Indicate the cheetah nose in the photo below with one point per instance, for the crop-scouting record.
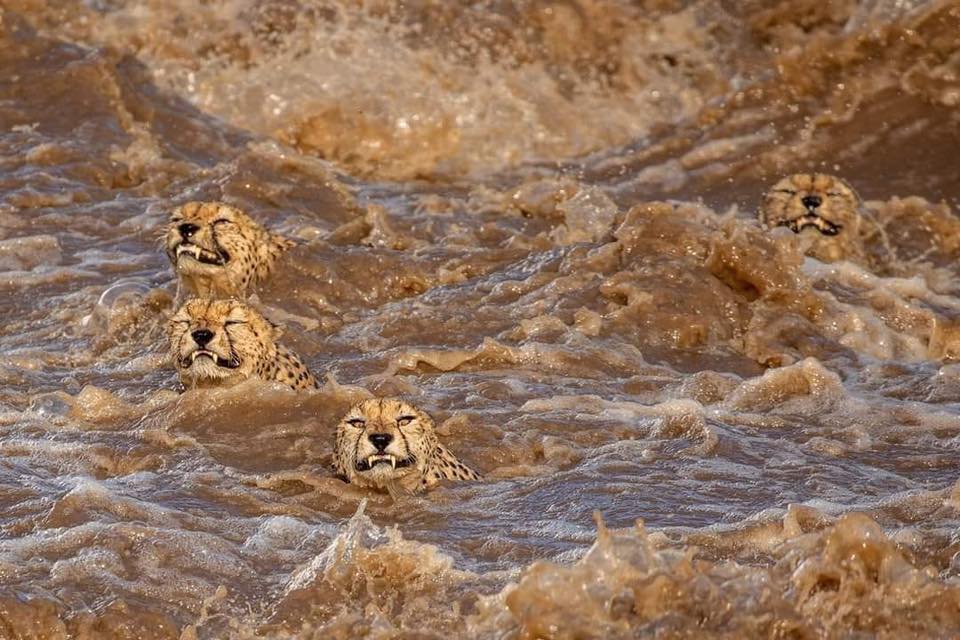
(202, 336)
(380, 440)
(187, 229)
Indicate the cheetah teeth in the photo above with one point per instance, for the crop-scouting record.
(220, 361)
(825, 227)
(377, 458)
(199, 254)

EXERCISE PROMPT: Could you rewrite all of the data above as a numbered list, omitting blank lines and leaving the pictures out?

FULL ANSWER:
1. Indicate the cheetah nose in the photo below with one point per instance, for the crop-scouting record.
2. (202, 336)
3. (380, 440)
4. (187, 229)
5. Indicate the cheetah teeth in the photo above with one point per instance, for the crop-scouting record.
6. (220, 361)
7. (825, 227)
8. (377, 458)
9. (199, 254)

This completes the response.